[How to complete this task] The data that follows is to be given again, exactly as written.

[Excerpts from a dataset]
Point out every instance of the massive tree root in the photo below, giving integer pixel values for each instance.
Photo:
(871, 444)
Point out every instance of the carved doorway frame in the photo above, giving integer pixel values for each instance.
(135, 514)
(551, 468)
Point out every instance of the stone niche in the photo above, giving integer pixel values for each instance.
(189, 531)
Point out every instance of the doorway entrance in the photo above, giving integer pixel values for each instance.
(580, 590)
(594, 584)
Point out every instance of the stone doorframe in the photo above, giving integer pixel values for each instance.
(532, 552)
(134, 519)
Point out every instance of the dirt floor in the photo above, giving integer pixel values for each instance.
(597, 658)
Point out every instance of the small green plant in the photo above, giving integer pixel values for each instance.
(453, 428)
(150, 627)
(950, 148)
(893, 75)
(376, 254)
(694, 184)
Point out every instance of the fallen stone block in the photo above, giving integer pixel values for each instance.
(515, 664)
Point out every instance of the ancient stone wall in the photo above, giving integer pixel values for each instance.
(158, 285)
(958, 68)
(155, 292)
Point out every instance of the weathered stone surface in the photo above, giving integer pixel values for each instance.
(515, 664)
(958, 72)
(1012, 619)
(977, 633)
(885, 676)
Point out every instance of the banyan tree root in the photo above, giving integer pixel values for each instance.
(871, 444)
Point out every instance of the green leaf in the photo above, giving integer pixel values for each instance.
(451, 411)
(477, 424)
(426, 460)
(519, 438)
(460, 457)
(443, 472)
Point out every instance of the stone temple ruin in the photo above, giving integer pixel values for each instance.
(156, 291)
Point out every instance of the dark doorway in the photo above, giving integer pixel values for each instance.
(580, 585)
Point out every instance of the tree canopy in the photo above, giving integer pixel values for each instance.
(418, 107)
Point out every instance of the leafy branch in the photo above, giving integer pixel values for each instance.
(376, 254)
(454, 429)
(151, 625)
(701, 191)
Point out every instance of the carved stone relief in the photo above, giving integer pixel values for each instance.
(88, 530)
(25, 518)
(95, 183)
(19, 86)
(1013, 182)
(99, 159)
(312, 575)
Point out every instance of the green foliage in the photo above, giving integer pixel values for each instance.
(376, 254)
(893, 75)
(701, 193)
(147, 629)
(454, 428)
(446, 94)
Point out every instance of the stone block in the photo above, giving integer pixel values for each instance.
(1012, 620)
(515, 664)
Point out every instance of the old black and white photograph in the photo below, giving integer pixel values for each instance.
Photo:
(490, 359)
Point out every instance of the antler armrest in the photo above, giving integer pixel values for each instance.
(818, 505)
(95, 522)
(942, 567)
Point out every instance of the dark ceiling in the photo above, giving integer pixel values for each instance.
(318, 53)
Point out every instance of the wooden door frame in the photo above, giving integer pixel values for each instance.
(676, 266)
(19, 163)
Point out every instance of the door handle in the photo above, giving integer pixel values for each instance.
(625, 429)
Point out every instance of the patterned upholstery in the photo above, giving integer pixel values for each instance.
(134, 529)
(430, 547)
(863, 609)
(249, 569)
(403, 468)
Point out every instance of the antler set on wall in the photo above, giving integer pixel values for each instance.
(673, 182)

[Result for this task]
Point out every instance of the massive tree root in the photo below, giving integer pixel values for each instance.
Photo:
(871, 444)
Point out every instance of the carved doorway frame in the photo above, giving integer pixel values for each instance.
(135, 514)
(551, 468)
Point out every instance of the stone niche in the photo above, giving integer pixel values for each instance.
(189, 531)
Point out every instance of the doorway entrance in the photo above, giving integer pixel values for each instance.
(580, 590)
(594, 584)
Point out every instance of the stone doorframe in the photo above, giving integer pixel values for each instance.
(532, 552)
(134, 519)
Point out every instance of the dirt floor in the photo above, giving integer pixel values for each instance.
(597, 658)
Point out every instance of the small green plant in the photo above, giving integer pixel values for each instance.
(453, 428)
(150, 627)
(950, 148)
(893, 75)
(376, 254)
(694, 184)
Point out every instance of the fallen stone block in the photo above, giving integer pixel values for each instance.
(515, 664)
Point out every instance of the ancient stone wall in the photo above, giving integer pixel values for each instance.
(158, 285)
(958, 68)
(155, 292)
Point out every instance of the weathered stone surface in the photo above, giving integer pixel values for each instance.
(515, 664)
(958, 72)
(1012, 619)
(977, 633)
(885, 676)
Point out every instance of the banyan tree root in the photo above, giving integer pixel values for each instance.
(871, 444)
Point out every instance of the green leaf in the photo above, giving integer pixel values for each instance.
(451, 411)
(477, 424)
(426, 460)
(519, 438)
(460, 457)
(443, 472)
Point out every instance of the stone temple ruin in the photo above, giving integer pixel values for each instance.
(156, 291)
Point out every instance of the dark doorway in the photo above, giving integer pixel values for each instance.
(580, 585)
Point out every instance of the tree canopy in the photo above, giving integer pixel values for each instance.
(418, 107)
Point out every instance of the leafy branch in the photo above, giving integer pixel values for each instance.
(376, 254)
(454, 429)
(151, 625)
(701, 191)
Point out every instance of the carved stone relief in the photo above, giving integer pixel values for each instance.
(88, 530)
(25, 518)
(95, 183)
(19, 86)
(1013, 182)
(99, 159)
(312, 575)
Point out every instance of the green foliage in the photo above, giving integer pixel values for each instance.
(376, 254)
(893, 75)
(701, 193)
(147, 629)
(454, 428)
(446, 94)
Point out every instance of the stone block in the photo above, giving integer pixel values for each instance.
(1012, 620)
(515, 664)
Point out every instance of the old black and white photograph in the photo below, giving integer pixel values for each instance.
Photo:
(490, 359)
Point out every instance of the antler armrest in the photo above, giving integer pixel values for each instance.
(818, 505)
(95, 522)
(942, 567)
Point out every instance of the dark ceiling in the photo above, giving integer pixel values for each instance.
(318, 53)
Point out every instance of the wooden door frame in the photo above, giving integer pixel values for each instance.
(676, 266)
(19, 163)
Point out every instance of the door handle in the photo above, giving integer pixel values for each instance.
(625, 429)
Point out every instance of the patterned upholstery in the photo above, giving integer pixel values for each instance.
(134, 529)
(430, 547)
(863, 609)
(249, 569)
(403, 468)
Point out every instance of the antler set on wall in the photo above, giving integer pixel values for each instance.
(673, 182)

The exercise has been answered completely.